━━━━━ DATASET ENTRIES

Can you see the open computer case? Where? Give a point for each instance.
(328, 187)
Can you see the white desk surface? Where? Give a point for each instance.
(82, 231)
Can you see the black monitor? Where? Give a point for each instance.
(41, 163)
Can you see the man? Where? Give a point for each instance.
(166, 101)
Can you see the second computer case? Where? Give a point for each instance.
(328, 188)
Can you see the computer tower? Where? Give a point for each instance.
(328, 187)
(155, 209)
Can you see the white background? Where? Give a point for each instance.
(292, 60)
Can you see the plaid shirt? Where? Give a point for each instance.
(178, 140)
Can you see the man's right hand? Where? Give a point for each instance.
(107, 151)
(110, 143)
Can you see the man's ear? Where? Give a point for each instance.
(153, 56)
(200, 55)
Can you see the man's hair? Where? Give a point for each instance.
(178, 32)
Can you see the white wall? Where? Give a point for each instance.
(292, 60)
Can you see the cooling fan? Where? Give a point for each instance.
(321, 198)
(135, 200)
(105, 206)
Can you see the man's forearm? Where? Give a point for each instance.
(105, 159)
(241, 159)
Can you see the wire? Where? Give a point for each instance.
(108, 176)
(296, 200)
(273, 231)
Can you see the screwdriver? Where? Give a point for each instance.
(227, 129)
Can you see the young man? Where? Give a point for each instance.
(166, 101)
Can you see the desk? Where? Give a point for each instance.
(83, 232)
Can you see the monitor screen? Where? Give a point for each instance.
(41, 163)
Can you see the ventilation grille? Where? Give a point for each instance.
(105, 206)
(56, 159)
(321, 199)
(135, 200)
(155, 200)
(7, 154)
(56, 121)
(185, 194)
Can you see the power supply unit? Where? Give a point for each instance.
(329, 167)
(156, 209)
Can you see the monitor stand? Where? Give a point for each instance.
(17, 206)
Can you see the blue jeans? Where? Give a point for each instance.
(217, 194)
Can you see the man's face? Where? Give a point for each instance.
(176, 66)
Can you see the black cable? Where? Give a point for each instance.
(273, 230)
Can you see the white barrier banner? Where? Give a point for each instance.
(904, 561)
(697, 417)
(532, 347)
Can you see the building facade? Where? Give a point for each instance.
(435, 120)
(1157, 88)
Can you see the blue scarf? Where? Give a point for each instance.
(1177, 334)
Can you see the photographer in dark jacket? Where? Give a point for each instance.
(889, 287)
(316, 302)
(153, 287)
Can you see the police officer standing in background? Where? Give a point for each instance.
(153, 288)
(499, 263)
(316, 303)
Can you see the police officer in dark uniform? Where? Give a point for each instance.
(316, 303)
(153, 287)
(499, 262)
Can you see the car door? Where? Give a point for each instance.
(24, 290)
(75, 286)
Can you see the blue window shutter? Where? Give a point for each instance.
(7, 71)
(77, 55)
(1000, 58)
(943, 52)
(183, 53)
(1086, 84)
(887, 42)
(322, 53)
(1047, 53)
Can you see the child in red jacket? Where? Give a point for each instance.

━━━━━━━━━━

*WHAT YOU HAVE TO DO*. Copy each record from above without leaving any out.

*WRITTEN RESPONSE*.
Can you see the open computer case? Where? Give a point for each instance.
(328, 187)
Can you see the white desk surface? Where? Give a point for each instance.
(82, 231)
Can you see the black monitor? Where? Give a point for each instance.
(41, 163)
Can you see the man? Where? Give a point for each instance.
(166, 101)
Can you see the second computer case? Where? Give a point for each instance.
(328, 188)
Can you see the computer tower? Where? Give a point for each instance.
(328, 187)
(155, 209)
Can you see the white background? Where? Give a point for each instance.
(292, 60)
Can you see the plaid shirt? Where? Give a point for each instance.
(178, 140)
Can you see the man's right hand? Where? Give a point for each instance.
(107, 151)
(110, 143)
Can you see the man's ear? Where? Give a point for each instance.
(153, 56)
(200, 55)
Can you see the man's hair? Where? Give a point for each instance.
(178, 32)
Can you see the white wall? Where? Give a point for each instance.
(292, 60)
Can you see the cooling fan? Where? Give a point for each instance.
(321, 198)
(135, 200)
(105, 206)
Can you see the man's forearm? Where? Give a point for each instance.
(105, 159)
(241, 159)
Can you see the wire? Where? Give a point for each instance.
(108, 176)
(296, 200)
(273, 231)
Can you see the screwdriver? Where? Give a point for each instance.
(227, 129)
Can you see the young man? Where? Give a point for each instance.
(166, 101)
Can you see the desk? Where? Give a point for each instance.
(83, 232)
Can you see the monitor screen? Where? Give a point for each instance.
(41, 163)
Can you see the ventilation grille? Where? Give a point for each instance.
(105, 206)
(56, 159)
(321, 199)
(135, 200)
(155, 200)
(7, 154)
(56, 121)
(185, 194)
Can you see the power supply unit? Where? Give a point for each instance.
(329, 167)
(156, 209)
Can you see the monitor stand? Where? Give a point for each instance.
(17, 206)
Can you see the blue jeans? Where? Give a point for each instance.
(217, 194)
Can you see the man's face? Where? Give a point for each instance.
(176, 66)
Can you see the black cable? Where? Give a point for each instance.
(273, 230)
Can you see the white barrier banner? Where? Give a point for each instance.
(904, 561)
(697, 417)
(532, 347)
Can you see the building facade? Where? Give a point for each instance.
(435, 120)
(1157, 88)
Can you see the blue scarf? Where? Give a point for each instance.
(1177, 334)
Can you see the photographer in dark jacket? Where? Give a point for each instance.
(889, 287)
(316, 302)
(153, 287)
Can you see the police officer standing in background? Where? Give a point for each instance.
(153, 288)
(499, 263)
(316, 303)
Can you see the police officer in dark uniform? Where? Give a point for each instance.
(316, 303)
(153, 287)
(499, 262)
Can you see the car door? Where? Give a point for each instance.
(24, 290)
(75, 286)
Can you see the blue window shutter? Where? Give a point for each instance.
(7, 71)
(77, 55)
(1000, 58)
(943, 52)
(183, 53)
(1086, 84)
(887, 42)
(322, 53)
(1047, 53)
Can you see the child in red jacket? Where? Give a point for each instance.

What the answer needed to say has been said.